[Saved entries]
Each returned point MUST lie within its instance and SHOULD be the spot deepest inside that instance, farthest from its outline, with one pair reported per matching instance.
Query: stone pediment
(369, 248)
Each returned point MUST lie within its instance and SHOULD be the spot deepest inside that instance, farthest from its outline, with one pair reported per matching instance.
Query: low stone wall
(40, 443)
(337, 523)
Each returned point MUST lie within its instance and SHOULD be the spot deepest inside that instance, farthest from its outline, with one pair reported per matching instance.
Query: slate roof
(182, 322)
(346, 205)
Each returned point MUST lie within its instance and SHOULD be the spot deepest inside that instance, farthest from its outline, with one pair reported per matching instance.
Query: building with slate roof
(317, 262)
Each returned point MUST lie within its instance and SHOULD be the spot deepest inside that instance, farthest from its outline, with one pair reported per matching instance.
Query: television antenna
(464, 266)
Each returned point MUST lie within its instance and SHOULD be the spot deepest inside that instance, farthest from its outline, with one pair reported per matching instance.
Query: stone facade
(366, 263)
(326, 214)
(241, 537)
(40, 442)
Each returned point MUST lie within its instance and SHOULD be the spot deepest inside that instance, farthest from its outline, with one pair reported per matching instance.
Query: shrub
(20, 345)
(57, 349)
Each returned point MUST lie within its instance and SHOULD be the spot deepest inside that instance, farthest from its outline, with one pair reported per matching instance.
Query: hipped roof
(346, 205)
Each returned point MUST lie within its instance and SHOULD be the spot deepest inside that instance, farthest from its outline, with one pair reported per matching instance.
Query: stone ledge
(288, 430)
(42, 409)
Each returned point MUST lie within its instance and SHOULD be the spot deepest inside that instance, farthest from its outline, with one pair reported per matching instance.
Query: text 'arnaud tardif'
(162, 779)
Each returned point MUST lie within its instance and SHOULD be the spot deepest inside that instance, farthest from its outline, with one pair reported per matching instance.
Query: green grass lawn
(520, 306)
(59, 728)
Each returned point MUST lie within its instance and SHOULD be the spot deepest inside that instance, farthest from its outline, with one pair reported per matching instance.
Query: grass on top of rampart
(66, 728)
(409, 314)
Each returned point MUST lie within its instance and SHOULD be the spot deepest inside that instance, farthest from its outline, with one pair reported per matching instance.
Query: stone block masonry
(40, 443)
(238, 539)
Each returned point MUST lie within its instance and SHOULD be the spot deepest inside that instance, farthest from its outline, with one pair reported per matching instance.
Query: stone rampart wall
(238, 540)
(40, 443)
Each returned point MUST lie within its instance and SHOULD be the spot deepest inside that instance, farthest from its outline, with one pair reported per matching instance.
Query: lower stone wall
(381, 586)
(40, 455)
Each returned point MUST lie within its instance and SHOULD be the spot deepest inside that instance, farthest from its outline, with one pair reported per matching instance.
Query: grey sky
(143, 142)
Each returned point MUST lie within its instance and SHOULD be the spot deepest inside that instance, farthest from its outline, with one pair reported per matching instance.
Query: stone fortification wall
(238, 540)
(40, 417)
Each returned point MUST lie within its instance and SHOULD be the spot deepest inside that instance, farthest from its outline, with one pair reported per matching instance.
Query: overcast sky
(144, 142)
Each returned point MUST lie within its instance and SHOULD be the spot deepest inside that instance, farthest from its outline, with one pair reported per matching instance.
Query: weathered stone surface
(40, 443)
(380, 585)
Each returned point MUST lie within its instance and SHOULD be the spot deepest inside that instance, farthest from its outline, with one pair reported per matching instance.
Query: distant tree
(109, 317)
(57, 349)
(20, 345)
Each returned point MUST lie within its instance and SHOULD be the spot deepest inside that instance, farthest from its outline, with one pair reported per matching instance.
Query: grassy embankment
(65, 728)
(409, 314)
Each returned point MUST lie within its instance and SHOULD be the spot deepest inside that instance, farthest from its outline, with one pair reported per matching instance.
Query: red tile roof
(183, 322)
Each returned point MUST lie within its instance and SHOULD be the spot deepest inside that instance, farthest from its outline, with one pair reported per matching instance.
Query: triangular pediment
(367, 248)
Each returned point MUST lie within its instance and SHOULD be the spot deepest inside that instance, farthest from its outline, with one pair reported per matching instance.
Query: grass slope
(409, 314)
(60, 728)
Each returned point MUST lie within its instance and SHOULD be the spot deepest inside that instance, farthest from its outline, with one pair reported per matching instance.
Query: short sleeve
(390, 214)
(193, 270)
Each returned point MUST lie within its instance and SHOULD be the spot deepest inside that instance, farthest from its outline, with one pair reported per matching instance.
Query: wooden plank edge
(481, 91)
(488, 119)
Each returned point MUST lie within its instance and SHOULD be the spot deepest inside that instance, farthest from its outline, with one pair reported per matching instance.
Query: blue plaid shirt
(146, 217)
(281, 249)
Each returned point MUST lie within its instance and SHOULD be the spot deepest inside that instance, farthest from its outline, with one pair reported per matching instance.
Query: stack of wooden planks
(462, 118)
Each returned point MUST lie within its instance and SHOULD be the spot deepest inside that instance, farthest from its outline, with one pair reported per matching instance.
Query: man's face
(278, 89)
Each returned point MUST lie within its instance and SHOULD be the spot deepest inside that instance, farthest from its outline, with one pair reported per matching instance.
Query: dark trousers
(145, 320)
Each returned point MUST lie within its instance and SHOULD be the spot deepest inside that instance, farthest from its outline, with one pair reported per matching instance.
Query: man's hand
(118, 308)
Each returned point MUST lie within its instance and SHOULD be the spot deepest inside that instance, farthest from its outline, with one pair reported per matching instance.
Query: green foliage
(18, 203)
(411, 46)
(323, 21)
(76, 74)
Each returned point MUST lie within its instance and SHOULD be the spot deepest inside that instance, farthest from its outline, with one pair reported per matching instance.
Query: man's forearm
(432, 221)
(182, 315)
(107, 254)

**Your assignment:** Every record above should be output exactly.

**Exercise response:**
Each returned point MUST lie within its instance and SHOULD be the spot deepest inside that instance, farthest from its outline, with one pair reported per matching instance.
Query: stone pediment
(369, 248)
Each returned point MUST lie within its instance and SHOULD be the spot deepest inside that instance, farthest from its outline, with one pair reported per matching instance.
Query: low stone wall
(40, 443)
(337, 523)
Each returned point MUST lie within its instance and SHOULD be the spot deepest inside that instance, farthest from its outline, with one pair reported per matching instance.
Query: slate roof
(182, 322)
(346, 205)
Each returned point MUST lie within its instance and SHOULD be the spot deepest inside that instance, farthest from its outline, with one pair reported per matching instance.
Query: building with slate roof
(317, 262)
Each returned point MUST lie within its instance and SHOULD be the spot deepest inside that instance, farthest from its outline, with one pair reported per matching instance.
Query: television antenna
(464, 266)
Each returned point MUST lie within its instance and SHOULD be the spot deepest inside that instance, farthest from its outline, with one pair reported per matching instance.
Query: stone facade
(366, 263)
(326, 214)
(241, 537)
(40, 442)
Each returned point MUST lie within its instance and SHOULD be the spot deepest inside that instance, farthest from its outline, with one pair reported per matching instance.
Query: shrub
(20, 345)
(57, 349)
Each returned point MUST lie within its instance and SHOULD be the spot deepest inside that instance, farthest from its outline, with one pair reported per matching instance.
Query: hipped roof
(346, 205)
Each returned point MUST lie within its instance and SHOULD be the spot deepest inside that instance, farthest from its outline, with one pair reported per matching instance.
Query: stone ledge
(288, 430)
(42, 409)
Each returned point MUST lie within its instance and SHOULD be the spot deepest inside that instance, farthest from its outline, with one pair reported per matching instance.
Query: text 'arnaud tardif'
(162, 779)
Each returned point MUST lie within its instance and SHOULD be the spot deepest inside that instance, farthest from its outline, with one pair reported per matching instance.
Query: green grass lawn
(520, 306)
(59, 728)
Each returned point MUST lie within its instance and SHOULD be the spot deepest inside that instance, farthest from its outline, with one pair reported per matching instance.
Query: grass on top of rampart
(66, 728)
(409, 314)
Each returned point MUST lie within its instance and SHOULD be the spot deepest inside that instance, farthest from its outline, with one pair reported per matching instance.
Query: stone block masonry
(40, 443)
(238, 539)
Each returned point MUST lie within its instance and SHOULD be the spot deepest inside that instance, farthest from its outline, with one pair reported per matching instance.
Query: stone rampart wall
(238, 540)
(40, 443)
Each returned point MUST lie within its instance and SHOULD be the spot deepest inside that instance, farthest from its outline, with one pair reported per matching instance.
Query: lower stone wall
(381, 586)
(40, 455)
Each returned point MUST lie within its instance and SHOULD be the spot deepest inside that instance, farthest from its outline, with one pair reported per matching instance.
Query: grey sky
(143, 142)
Each returned point MUST lie within its instance and SHOULD be the spot deepest inside that instance, farthest from its outline, with one pair reported per matching instance.
Query: stone fortification wall
(238, 540)
(40, 417)
Each returned point MUST lie within its instance and SHOULD be the spot deepest inside that instance, farthest from its outline, with one pair reported per matching instance.
Query: overcast sky
(144, 142)
Each returned point MUST lie within its instance and SHOULD be the spot deepest inside that instance, farthest from its outline, with one pair reported per matching instance.
Query: weathered stone surface
(40, 443)
(380, 585)
Each returned point MUST lie within its instance and SHOULD be the spot deepest inside that instance, farthest from its outline, with one pair reported per matching instance.
Query: distant tree
(109, 317)
(57, 349)
(20, 345)
Each returned point MUST lie within its instance and SHOULD be the spot deepest inside that instance, farthest from its outline, with one pair reported per matching instance.
Query: grassy embankment
(65, 728)
(409, 314)
Each returned point MUST lie within its instance and SHOULD be the spot deepest inside that instance, farthest from its outline, with one pair reported per matching instance.
Query: red tile roof
(183, 322)
Each returned point MUST lie within its instance and SHOULD be the spot deepest inside that instance, farthest from its outline, with one pair reported per matching instance.
Query: triangular pediment
(367, 248)
Each returned point MUST lie within its instance and SHOULD be the spot deepest inside that instance, farthest from its outline, with one pair reported per matching instance.
Query: grass slope
(409, 314)
(60, 728)
Each returned point MUST lie within its instance and SHOULD be the spot deepest inside that instance, farthest from its outline, with one pair reported per matching instance.
Query: short sleeve
(390, 214)
(193, 270)
Each returned point MUST lie within its instance and SHOULD be the spot deepest inside that instance, farthest from its outline, with one pair reported per matching instance.
Query: wooden plank edge
(481, 91)
(488, 119)
Each returned point MUST lie within its instance and SHOULD be the spot deepest inside that instance, farthest from its outline, with one pair reported per matching instance.
Query: blue plaid shirt
(146, 217)
(281, 249)
Each returned point MUST lie within its instance and SHOULD be the spot deepest inside that instance, farthest from its outline, with one pair reported per matching instance.
Query: stack of wooden planks
(462, 118)
Each returned point MUST lie within its instance and SHOULD be the spot deepest inside that instance, farthest from its outline, with one pair reported per matching instance.
Query: man's face
(278, 89)
Each returned point MUST lie within its instance and SHOULD be the spot deepest inside that instance, farthest from its outline, with one pair reported per matching instance.
Query: dark trousers
(145, 320)
Each returned point MUST lie within its instance and SHOULD be the spot deepest inside that instance, farthest from its outline, with one pair reported per matching instance.
Query: man's hand
(118, 308)
Each returned point MUST lie within its instance and SHOULD be the spot deepest inside that instance, farthest from its outline, with one pair reported per matching instance.
Query: green foliage
(18, 203)
(411, 46)
(323, 21)
(76, 74)
Each returned point MUST lie within its instance and SHOULD be the spot deepest inside that instance, farthest from its outline, with one pair reported per matching instance.
Query: man's forearm
(432, 221)
(182, 315)
(107, 254)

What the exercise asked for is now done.